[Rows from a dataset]
>> Begin

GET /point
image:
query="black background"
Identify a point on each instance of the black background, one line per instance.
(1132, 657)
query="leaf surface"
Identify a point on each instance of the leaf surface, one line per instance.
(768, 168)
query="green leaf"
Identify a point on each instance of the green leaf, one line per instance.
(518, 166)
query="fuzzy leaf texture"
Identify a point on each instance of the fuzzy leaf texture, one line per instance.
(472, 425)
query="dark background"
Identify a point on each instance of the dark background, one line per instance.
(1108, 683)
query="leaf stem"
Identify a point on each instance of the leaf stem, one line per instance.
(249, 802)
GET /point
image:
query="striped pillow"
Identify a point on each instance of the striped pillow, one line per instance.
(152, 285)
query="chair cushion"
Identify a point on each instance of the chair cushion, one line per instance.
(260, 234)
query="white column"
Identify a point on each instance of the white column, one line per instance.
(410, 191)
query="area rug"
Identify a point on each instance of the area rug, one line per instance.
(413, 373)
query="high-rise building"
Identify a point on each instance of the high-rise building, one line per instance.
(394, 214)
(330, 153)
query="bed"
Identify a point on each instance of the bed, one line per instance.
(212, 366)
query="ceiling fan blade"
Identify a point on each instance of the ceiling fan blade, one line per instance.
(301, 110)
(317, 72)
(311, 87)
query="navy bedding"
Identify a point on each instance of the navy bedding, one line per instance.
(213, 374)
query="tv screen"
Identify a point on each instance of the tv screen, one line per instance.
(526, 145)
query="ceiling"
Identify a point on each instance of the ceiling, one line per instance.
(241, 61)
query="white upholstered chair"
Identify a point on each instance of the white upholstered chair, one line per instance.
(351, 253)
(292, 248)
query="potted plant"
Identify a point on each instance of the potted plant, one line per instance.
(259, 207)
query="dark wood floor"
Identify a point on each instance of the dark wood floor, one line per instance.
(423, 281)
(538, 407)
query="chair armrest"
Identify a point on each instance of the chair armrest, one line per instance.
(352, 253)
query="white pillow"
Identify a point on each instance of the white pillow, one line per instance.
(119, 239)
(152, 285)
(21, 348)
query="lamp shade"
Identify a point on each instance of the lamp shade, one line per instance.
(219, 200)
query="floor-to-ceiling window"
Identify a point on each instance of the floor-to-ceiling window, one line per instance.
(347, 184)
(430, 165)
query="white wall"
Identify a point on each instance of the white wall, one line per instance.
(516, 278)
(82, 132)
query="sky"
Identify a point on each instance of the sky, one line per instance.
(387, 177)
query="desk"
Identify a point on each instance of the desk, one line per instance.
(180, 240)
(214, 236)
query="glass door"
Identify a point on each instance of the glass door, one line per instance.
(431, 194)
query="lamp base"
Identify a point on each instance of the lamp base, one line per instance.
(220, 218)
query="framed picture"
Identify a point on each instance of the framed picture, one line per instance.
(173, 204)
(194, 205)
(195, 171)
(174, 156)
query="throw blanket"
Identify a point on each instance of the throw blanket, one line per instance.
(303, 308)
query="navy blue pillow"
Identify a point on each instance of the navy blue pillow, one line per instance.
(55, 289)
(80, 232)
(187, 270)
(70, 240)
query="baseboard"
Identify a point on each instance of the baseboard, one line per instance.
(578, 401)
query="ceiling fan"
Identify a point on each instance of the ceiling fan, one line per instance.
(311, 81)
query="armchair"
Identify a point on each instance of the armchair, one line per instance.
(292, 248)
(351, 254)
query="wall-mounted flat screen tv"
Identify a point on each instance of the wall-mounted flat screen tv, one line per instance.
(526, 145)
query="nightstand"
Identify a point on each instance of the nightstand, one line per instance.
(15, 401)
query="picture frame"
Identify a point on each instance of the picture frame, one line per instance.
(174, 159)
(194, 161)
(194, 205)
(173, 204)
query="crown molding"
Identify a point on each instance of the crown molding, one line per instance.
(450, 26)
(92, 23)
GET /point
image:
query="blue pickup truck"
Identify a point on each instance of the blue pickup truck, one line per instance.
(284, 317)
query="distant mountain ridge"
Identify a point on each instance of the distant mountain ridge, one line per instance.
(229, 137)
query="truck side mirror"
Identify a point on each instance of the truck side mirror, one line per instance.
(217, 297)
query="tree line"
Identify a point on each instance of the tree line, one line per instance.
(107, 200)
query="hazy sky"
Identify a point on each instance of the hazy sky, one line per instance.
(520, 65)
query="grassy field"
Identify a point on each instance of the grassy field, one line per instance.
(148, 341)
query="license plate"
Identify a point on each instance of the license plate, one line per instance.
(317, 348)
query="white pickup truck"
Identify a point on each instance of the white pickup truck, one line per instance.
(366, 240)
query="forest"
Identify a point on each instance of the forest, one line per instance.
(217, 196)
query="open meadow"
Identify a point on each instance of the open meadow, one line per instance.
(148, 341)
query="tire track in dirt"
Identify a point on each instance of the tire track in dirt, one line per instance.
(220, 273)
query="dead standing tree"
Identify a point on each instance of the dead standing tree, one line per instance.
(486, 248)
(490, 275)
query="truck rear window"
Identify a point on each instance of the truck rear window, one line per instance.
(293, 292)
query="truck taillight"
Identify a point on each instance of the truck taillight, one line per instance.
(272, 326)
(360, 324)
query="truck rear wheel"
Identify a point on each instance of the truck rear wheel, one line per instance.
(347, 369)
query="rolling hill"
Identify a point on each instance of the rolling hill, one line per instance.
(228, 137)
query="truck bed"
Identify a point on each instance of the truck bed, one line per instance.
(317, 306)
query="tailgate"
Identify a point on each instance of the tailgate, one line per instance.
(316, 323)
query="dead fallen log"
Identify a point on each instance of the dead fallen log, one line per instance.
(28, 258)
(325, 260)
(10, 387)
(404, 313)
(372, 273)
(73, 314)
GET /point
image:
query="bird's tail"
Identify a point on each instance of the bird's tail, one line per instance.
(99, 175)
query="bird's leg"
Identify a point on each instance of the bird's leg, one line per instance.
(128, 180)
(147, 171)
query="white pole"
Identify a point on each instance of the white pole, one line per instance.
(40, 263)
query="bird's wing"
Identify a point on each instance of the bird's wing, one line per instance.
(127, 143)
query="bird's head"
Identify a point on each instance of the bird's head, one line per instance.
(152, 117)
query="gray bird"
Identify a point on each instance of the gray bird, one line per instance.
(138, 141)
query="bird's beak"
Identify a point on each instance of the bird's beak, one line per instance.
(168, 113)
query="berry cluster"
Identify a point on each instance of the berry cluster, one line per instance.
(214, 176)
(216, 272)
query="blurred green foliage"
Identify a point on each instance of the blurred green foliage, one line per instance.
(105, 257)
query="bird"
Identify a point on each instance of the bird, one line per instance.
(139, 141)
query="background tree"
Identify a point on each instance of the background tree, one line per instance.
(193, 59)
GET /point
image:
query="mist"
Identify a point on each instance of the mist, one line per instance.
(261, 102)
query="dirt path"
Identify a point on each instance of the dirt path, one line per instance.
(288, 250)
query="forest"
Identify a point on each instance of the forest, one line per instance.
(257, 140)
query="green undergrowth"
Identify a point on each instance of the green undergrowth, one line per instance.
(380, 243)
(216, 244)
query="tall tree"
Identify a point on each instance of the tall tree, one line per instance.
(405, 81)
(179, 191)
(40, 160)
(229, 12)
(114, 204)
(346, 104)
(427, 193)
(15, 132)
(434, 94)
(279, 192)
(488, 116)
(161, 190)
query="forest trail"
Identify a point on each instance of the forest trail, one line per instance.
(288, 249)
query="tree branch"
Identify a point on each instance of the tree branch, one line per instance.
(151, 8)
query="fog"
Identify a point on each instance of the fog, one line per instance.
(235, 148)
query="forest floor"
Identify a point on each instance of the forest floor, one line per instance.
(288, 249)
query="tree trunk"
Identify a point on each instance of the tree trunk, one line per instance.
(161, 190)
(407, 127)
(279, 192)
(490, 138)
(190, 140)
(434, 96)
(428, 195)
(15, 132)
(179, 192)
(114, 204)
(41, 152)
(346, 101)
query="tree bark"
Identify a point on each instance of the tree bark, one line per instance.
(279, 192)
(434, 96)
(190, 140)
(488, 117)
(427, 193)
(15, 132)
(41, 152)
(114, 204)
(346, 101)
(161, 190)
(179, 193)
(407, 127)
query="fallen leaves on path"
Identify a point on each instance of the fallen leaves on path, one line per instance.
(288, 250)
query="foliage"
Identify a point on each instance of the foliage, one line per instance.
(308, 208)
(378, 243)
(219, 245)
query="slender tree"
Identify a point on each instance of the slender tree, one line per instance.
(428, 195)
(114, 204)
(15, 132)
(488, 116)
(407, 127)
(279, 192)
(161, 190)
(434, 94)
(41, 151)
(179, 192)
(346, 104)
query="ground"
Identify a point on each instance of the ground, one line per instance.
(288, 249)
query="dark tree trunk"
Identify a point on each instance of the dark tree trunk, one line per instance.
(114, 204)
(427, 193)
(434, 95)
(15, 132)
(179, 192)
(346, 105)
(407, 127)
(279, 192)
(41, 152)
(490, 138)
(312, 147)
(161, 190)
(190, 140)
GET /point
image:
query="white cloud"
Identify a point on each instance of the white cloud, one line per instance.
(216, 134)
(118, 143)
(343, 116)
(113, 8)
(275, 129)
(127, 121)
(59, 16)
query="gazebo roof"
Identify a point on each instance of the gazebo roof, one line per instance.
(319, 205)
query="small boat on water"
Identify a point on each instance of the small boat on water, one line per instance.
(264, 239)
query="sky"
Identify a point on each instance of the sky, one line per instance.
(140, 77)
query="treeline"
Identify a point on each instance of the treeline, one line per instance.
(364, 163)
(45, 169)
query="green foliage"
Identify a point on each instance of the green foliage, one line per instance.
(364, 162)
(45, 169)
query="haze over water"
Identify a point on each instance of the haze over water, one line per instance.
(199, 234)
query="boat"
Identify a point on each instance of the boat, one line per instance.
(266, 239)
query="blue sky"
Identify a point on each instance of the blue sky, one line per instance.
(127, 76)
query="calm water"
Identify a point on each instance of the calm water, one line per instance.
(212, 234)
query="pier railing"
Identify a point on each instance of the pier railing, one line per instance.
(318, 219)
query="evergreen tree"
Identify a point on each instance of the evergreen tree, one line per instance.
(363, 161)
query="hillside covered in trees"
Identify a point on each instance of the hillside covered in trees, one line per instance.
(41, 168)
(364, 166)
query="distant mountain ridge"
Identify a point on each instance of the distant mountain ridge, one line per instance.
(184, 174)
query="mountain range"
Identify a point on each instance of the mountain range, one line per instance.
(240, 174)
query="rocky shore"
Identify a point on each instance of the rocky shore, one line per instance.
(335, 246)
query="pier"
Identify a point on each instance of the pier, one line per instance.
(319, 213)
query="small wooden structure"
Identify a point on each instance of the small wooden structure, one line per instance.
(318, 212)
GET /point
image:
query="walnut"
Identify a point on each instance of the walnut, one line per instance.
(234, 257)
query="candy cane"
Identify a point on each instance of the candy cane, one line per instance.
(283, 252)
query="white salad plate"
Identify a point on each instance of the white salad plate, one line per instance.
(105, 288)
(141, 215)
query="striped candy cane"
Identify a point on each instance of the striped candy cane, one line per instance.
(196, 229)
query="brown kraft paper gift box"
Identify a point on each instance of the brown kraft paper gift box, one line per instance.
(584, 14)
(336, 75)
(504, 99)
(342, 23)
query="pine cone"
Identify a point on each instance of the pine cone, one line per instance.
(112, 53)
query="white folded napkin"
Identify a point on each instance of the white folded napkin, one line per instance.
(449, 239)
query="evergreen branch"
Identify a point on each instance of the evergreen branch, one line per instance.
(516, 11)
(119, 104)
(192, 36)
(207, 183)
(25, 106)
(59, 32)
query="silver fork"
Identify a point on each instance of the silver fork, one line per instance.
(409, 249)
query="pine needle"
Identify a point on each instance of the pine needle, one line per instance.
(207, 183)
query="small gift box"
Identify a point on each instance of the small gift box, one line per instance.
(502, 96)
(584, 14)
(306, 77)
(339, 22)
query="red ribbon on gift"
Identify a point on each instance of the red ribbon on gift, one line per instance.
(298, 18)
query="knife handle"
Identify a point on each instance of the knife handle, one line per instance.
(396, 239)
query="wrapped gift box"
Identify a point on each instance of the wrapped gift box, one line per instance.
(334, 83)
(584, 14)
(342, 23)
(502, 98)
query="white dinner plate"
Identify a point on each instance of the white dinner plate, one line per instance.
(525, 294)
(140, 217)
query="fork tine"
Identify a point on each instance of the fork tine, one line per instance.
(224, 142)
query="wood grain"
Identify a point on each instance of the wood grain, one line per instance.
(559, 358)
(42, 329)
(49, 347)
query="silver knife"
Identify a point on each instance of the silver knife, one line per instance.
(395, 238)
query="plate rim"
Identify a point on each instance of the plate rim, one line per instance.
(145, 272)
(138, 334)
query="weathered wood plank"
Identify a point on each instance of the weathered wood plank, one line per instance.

>> End

### What is being asked
Select and copy each line of the material that contains the word "tall".

### Answer for this exercise
query="tall tree"
Identify a point on each instance of the tall tree, one line per instance.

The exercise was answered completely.